Problem statement: Without the pictures, output the records below exactly as they are.

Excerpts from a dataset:

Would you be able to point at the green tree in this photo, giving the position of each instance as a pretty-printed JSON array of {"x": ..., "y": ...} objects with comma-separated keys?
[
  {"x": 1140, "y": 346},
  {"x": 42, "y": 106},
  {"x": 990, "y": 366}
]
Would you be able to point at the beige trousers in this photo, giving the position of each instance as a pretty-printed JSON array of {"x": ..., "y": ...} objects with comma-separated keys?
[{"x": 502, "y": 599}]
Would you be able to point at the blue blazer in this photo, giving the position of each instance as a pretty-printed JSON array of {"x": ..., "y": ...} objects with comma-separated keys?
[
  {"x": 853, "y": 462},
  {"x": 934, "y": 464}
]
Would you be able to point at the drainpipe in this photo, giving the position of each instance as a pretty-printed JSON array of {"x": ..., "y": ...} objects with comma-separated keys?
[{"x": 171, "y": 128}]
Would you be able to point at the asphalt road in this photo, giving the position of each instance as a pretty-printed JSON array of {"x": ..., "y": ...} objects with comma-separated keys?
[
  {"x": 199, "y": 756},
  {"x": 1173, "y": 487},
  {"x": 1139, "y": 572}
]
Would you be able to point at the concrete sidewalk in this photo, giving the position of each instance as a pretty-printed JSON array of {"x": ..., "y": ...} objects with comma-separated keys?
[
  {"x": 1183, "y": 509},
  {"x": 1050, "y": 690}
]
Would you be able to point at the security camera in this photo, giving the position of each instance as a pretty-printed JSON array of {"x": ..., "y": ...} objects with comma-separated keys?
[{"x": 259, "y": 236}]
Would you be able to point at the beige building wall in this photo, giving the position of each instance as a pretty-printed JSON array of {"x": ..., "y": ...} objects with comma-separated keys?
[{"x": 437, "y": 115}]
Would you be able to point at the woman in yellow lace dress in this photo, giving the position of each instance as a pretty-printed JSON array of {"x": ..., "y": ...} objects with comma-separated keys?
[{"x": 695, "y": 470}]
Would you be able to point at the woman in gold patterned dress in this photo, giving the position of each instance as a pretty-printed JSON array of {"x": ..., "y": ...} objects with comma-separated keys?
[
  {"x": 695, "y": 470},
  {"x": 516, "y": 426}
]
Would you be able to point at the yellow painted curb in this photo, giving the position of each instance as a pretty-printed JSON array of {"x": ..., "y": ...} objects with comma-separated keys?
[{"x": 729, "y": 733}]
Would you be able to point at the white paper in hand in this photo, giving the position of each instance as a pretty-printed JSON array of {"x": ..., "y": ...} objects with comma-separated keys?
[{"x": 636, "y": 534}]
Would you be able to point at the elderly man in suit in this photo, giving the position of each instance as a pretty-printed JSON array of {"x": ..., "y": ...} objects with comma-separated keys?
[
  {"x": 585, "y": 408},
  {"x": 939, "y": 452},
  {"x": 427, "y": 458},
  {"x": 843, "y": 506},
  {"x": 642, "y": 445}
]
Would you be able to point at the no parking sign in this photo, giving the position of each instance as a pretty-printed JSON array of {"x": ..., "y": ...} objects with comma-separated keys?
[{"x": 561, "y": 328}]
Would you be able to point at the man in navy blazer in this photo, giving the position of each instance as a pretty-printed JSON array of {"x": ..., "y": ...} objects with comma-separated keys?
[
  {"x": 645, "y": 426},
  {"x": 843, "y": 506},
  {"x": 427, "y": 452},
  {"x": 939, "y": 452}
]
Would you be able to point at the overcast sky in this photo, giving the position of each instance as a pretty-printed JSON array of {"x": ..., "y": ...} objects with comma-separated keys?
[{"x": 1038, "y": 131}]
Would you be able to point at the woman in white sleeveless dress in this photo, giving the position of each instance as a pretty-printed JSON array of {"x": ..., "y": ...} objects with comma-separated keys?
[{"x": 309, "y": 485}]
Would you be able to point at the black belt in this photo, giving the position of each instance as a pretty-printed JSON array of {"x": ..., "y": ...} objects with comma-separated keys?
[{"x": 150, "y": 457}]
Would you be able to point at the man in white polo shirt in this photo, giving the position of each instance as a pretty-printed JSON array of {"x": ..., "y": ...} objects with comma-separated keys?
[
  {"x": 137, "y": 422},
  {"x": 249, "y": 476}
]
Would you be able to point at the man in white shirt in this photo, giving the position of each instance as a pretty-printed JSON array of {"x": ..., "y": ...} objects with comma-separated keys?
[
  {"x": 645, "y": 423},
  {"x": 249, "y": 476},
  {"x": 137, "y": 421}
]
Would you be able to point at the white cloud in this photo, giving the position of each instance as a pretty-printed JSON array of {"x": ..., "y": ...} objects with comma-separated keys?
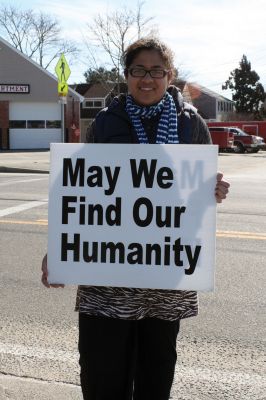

Written response:
Would you be able to point at the green tree in this photo, giving the position of each instance as a pretty-printed JSON array of {"x": ..., "y": ...} objects with comma-separated keys?
[
  {"x": 1140, "y": 346},
  {"x": 42, "y": 106},
  {"x": 990, "y": 366}
]
Would you be able to point at the beige trousers in this photo, giving the position of each instance as a pretty-printed JSON array of {"x": ..., "y": ...} objects with comma-separated keys?
[{"x": 502, "y": 599}]
Would you be able to point at the blue blazer in this photo, giving the position of each instance as a pretty-printed JSON array of {"x": ..., "y": ...} objects with comma-separated keys?
[
  {"x": 853, "y": 462},
  {"x": 934, "y": 464}
]
Would you be able to point at the drainpipe in this photo, giving the position of each instance as a pretty-printed JSON array of {"x": ..., "y": ...} objects with comma-separated keys?
[{"x": 171, "y": 128}]
Would you be able to point at the asphalt road in this photo, giving the position of each instance as a pretty-printed JSON array of {"x": ..., "y": ...} objects with comma-separated keys?
[
  {"x": 199, "y": 756},
  {"x": 1173, "y": 487},
  {"x": 1139, "y": 572}
]
Would you be able to point at the concrete sidewalk in this photo, giving the position of each instance as a pretty-printed JSON array of {"x": ..., "y": ...} objects with comma-separated keys?
[
  {"x": 1183, "y": 509},
  {"x": 1050, "y": 690}
]
Would you be able to point at the security camera in this photo, giving the position of each instance as a pretty-printed JSON array of {"x": ..., "y": ...} objects with comma-separated keys?
[{"x": 259, "y": 236}]
Would you be able to point at the beige building wall in this photo, giving the position of each instance as a pretty-printed JSON array of {"x": ..., "y": ...} objects with comma-separated keys?
[{"x": 437, "y": 115}]
Would you be able to point at the woman in yellow lace dress in this photo, giving the position of each instance as a pretty-printed JSON array of {"x": ..., "y": ...} objects with comma-separated keys?
[{"x": 695, "y": 470}]
Would you be able to point at the woman in gold patterned dress in this photo, giving the position of each instance as a pretty-printed JSON array of {"x": ..., "y": ...} objects with comma-separated keys?
[
  {"x": 695, "y": 470},
  {"x": 516, "y": 426}
]
Would you be able to point at the yellow painted curb in this photo, giving the position of each instance as a pretty-printed JSON array of {"x": ..., "y": ...} objects with comma-separated keys?
[{"x": 729, "y": 733}]
Would you be able to point at the white paper in hand in this photo, giving the position of each instance as a pretty-printed JSON array of {"x": ..., "y": ...} objects with comma-separated keys?
[{"x": 636, "y": 534}]
Would you be able to point at the elderly man in suit in this photo, giving the position of each instance as a pretty-printed JSON array of {"x": ..., "y": ...} objects with comma-separated keys?
[
  {"x": 585, "y": 408},
  {"x": 939, "y": 452},
  {"x": 427, "y": 458},
  {"x": 843, "y": 506},
  {"x": 642, "y": 445}
]
Would you be able to point at the no parking sign in this photo, giving the position of each instance as a pretty-printed JSON array of {"x": ..., "y": ...} objects with comma-separated keys?
[{"x": 561, "y": 328}]
Would you be able to point at the man in navy blazer in this photo, giving the position of each instance as a pretty-printed JSON array of {"x": ..., "y": ...} objects with comma-separated keys?
[
  {"x": 645, "y": 426},
  {"x": 843, "y": 506},
  {"x": 427, "y": 452},
  {"x": 939, "y": 452}
]
Would you be able to point at the overcast sky in this photo, giving the position of each instance as a pretty-printed JSON array of {"x": ..., "y": ...} objects with comma-separated keys?
[{"x": 1038, "y": 131}]
Would you be able to point at the woman in white sleeveless dress in this photo, giving the position of each instance as a pretty-printed JSON array of {"x": ..., "y": ...} objects with comma-separated keys?
[{"x": 309, "y": 485}]
Would you be able to point at the black belt in this photo, giving the position of each instance as a pretty-printed JSON array of {"x": ..., "y": ...} objects with comma-separated keys?
[{"x": 150, "y": 457}]
Would you be able to point at the man in white polo shirt in this photo, giving the position of each instance as a pretty-printed JSON array of {"x": ..., "y": ...} objects with comma-separated keys?
[
  {"x": 137, "y": 422},
  {"x": 249, "y": 476}
]
Would you be able to point at the man in white shirt in this photo, giving the position of each instance as a pretty-printed JSON array of {"x": ..., "y": ...} objects with comma-separated keys?
[
  {"x": 645, "y": 423},
  {"x": 249, "y": 476},
  {"x": 137, "y": 421}
]
Would you be able to point at the white cloud in this photo, giving the position of each instance as a pretty-printed JSON array of {"x": ..., "y": ...} objects with comma-separated keys?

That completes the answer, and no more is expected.